> Task instructions
Turn the listing lines into a numbered list, skipping blank lines, starting at the line that contains "barred wing pattern" and ending at the line that contains "[[123, 51, 180, 125]]".

*** Data for the task ***

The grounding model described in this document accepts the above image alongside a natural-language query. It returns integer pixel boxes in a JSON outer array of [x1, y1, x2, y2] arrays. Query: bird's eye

***
*** Data for the task ***

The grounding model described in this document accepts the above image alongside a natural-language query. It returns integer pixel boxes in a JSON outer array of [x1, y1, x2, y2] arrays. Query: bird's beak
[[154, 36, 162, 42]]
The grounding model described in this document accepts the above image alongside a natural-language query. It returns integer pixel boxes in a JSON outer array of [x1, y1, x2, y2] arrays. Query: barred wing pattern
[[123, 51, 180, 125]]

***
*** Data for the task ***

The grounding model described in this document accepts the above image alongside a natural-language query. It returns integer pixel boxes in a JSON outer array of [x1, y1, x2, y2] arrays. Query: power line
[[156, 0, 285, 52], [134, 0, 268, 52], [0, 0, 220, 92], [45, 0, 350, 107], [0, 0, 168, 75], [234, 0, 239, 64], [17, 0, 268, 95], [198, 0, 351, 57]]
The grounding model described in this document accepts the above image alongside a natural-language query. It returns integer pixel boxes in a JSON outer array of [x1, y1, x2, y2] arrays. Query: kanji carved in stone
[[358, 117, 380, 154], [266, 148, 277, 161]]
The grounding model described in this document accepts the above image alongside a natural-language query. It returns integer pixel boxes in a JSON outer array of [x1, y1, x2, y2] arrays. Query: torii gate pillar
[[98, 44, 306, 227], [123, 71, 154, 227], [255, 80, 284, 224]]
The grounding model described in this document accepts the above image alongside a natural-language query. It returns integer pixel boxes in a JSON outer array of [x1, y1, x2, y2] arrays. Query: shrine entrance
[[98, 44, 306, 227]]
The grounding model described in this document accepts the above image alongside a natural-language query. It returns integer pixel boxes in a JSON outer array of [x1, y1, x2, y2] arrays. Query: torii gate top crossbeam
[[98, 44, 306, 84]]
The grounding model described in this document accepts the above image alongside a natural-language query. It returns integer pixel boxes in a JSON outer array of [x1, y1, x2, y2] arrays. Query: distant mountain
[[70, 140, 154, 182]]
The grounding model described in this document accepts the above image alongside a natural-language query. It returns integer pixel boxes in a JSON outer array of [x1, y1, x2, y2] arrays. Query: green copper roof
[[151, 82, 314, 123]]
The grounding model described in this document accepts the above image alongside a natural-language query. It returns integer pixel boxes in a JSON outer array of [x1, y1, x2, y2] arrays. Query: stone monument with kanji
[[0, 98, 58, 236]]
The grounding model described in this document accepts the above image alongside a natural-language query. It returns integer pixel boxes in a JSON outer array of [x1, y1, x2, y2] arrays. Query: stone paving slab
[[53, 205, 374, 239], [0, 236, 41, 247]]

***

> Finished task
1. The grounding model described in this document accepts the above image alongside a natural-language query. It returns integer pixel boxes in a JSON outer array of [x1, y1, x2, y2] arrays. Query: barred wing pattern
2. [[123, 51, 180, 125]]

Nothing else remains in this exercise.